**Texto de origem:**
O Supremo Tribunal Federal (STF) suspendeu nesta quarta-feira (7) o julgamento de dois pedidos para restringir a tese que permite a responsabilização de jornais por declarações de entrevistados.
Um pedido de vista do ministro Flávio Dino interrompeu o julgamento. Ele argumentou que precisa de mais tempo para avaliar dois pontos específicos: o de jornais que teriam sido criados exclusivamente para produzir entrevistas difamatórias; e sobre a retirada do trecho que admitia a retirada de conteúdos.
Em agosto do ano passado, a Corte determinou que veículos de imprensa podem ser responsabilizados civilmente por injúria, difamação ou calúnia proferida por terceiros. O Diário de Pernambuco, condenado no caso específico, e a Associação Brasileira de Jornalismo Investigativo (Abraji) apresentaram embargos de declaração
Os embargantes argumentam que há trechos genéricos na tese de repercussão geral fixada pelo STF no ano passado, e que essas imprecisões podem levar a interpretações amplas nas instâncias inferiores. Na prática, eles alertam que a decisão pode facilitar o assédio judicial contra jornalistas e resultar em censura prévia, já que veículos de imprensa poderiam evitar a publicação de conteúdos de interesse público por medo de represálias.
Suspensão e proposta de ajustes
O ministro Edson Fachin propôs, nesta quarta-feira, ajustes na tese firmada pelo Plenário no Recurso Extraordinário (RE) 1075412 sobre a responsabilização de veículos de imprensa pela publicação de entrevistas que divulguem informações falsas, se não houve o cuidado de verificar sua veracidade.
A proposta foi apresentada em recurso em que o jornal Diário de Pernambuco pede esclarecimento sobre a decisão em que o STF confirmou sua condenação ao pagamento de indenização por divulgar informações falsas.
No julgamento, o STF estabeleceu que a empresa só pode ser responsabilizada se, na época da divulgação da informação, havia indícios concretos de que a acusação era falsa e que o veículo não cumpriu adequadamente seu dever de verificar a veracidade dos fatos e de divulgar esses indícios. Como a matéria teve repercussão geral reconhecida, a tese será aplicada a todos os casos semelhantes nas demais instâncias da Justiça.
Ajustes necessários
De acordo com o relator, os ajustes são necessários para deixar claro que a responsabilização ocorre em situações concretas, como o conhecimento prévio da falsidade da declaração ou a negligência na sua apuração e divulgação sem resposta da pessoa ofendida. Fachin propôs retirar da tese inicialmente aprovada pelo colegiado a obrigação de remover conteúdo com informações que comprovadamente caracterizem injúria, difamação, calúnia ou mentira.
Em relação às entrevistas ao vivo, o ministro considera que o veículo não pode ser responsabilizado se o entrevistado acusar falsamente alguém de praticar um crime. Para evitar isso, o veículo deve assegurar o direito de resposta em iguais condições, espaço e destaque.

**Tarefas:**
1) Por favor, copie de novo a notícia sobre o STF de "O Supremo Tribunal" até "declarações de entrevistados.", inclusive, trocando "entrevistados" por "convidados".
2) Segundo a notícia sobre o STF, qual ministro pediu vista e interrompeu o julgamento?
As linhas abaixo vêm de outra fonte, diferente da notícia sobre o STF.

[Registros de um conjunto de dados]
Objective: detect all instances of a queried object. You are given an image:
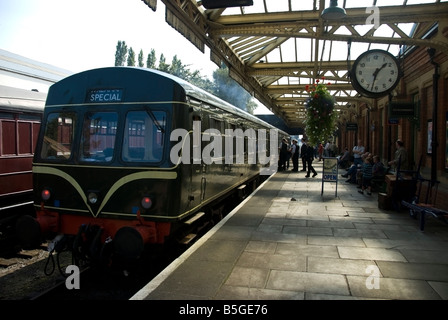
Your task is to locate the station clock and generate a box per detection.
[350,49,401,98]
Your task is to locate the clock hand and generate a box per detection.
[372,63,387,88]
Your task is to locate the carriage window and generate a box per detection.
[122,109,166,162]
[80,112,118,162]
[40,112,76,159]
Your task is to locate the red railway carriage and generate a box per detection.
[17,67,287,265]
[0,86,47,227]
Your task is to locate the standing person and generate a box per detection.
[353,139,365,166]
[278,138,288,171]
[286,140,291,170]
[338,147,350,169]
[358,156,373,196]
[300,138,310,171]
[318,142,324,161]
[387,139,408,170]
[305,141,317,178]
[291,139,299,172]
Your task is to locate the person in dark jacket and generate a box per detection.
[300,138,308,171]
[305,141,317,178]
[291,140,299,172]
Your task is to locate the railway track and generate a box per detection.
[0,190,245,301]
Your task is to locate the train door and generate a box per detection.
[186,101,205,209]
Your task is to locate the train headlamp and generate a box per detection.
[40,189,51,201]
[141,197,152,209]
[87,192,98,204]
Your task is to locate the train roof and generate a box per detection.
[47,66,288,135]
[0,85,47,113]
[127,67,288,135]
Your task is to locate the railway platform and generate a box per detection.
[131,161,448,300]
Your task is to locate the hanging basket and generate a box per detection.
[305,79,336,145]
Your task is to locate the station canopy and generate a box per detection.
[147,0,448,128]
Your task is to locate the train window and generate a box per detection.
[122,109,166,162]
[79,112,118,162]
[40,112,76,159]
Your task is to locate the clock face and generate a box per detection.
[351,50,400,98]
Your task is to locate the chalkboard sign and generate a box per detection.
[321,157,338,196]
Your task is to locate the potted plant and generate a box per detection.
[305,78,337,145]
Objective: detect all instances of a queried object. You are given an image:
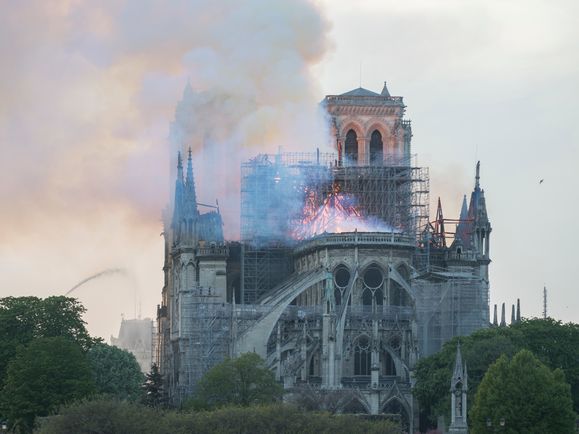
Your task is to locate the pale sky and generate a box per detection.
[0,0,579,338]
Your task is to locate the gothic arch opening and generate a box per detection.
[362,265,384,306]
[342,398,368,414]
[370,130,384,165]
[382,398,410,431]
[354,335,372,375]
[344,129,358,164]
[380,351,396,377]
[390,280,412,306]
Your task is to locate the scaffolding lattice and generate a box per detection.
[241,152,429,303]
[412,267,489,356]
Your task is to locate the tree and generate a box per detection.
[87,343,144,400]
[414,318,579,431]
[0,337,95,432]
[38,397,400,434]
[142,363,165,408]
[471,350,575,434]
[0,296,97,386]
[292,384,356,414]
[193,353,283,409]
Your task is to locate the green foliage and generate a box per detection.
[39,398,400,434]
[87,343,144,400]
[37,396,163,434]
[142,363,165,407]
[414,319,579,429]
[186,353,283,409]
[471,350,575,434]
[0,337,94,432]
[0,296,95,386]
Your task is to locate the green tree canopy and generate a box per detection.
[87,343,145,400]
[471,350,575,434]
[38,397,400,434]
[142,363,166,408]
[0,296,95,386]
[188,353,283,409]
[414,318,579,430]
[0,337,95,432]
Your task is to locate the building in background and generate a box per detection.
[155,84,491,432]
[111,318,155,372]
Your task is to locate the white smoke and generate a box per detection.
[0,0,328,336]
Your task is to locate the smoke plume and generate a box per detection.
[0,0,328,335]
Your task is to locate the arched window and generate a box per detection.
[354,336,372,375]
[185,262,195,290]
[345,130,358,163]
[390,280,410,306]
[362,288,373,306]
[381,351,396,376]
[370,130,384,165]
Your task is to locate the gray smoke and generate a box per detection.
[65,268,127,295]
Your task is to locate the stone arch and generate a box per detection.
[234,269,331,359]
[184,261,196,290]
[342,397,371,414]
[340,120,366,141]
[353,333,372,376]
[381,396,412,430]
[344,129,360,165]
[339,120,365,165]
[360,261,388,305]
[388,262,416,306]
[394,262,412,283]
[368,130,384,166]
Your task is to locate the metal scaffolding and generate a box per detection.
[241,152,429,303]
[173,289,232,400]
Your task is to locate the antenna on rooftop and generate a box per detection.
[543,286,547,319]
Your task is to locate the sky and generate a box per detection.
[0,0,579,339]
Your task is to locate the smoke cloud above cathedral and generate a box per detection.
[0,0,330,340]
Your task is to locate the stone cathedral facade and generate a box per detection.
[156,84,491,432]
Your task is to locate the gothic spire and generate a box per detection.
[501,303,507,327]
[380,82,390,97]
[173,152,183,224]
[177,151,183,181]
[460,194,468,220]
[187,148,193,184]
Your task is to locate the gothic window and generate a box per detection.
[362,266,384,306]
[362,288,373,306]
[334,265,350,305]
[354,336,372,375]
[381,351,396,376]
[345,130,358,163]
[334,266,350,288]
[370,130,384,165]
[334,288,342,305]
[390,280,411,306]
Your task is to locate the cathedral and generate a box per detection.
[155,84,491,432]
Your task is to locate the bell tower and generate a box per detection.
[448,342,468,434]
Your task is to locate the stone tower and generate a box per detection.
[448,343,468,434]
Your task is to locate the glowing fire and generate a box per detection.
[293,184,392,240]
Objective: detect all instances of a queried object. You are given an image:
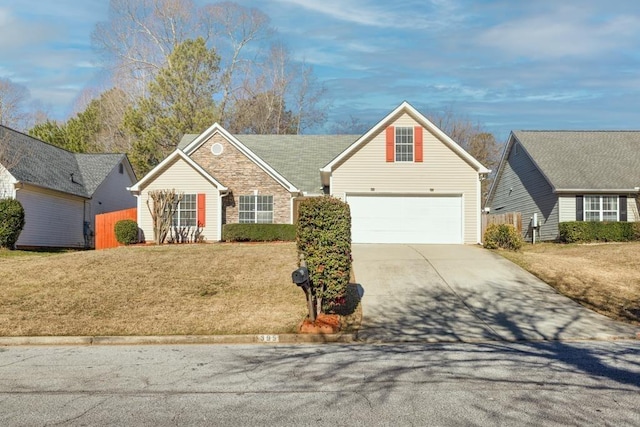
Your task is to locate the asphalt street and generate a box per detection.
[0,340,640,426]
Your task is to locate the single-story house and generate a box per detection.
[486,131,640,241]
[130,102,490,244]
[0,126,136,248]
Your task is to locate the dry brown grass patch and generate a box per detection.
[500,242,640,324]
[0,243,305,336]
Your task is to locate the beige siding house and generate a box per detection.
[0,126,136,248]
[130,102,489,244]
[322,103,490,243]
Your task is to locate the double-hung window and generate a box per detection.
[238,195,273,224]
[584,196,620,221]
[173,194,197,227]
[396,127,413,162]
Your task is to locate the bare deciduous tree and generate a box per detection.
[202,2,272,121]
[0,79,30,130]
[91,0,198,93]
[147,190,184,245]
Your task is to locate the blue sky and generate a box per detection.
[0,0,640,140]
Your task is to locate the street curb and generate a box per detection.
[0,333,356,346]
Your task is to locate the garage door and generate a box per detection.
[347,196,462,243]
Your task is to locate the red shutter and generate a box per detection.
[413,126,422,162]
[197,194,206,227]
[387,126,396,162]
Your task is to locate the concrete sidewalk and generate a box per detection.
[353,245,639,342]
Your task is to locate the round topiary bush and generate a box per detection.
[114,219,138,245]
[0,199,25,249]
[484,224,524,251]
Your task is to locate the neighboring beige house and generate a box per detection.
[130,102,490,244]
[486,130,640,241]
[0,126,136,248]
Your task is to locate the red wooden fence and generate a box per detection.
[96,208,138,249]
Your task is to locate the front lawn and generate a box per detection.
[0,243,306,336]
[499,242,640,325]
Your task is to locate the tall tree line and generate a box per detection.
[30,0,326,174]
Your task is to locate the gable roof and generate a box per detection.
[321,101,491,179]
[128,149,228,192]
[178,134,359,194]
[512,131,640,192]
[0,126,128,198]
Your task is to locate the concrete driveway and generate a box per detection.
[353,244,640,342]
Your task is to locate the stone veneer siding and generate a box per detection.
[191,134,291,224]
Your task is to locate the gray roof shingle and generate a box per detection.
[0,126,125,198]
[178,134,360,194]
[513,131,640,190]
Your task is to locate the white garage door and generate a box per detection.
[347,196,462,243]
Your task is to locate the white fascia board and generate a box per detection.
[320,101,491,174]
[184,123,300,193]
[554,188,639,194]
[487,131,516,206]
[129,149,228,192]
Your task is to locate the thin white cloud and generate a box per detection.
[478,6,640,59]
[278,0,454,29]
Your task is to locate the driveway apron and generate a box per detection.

**Respostas por tarefa:**
1)
O Supremo Tribunal Federal (STF) suspendeu nesta quarta-feira (7) o julgamento de dois pedidos para restringir a tese que permite a responsabilização de jornais por declarações de convidados.

2) O ministro Flávio Dino.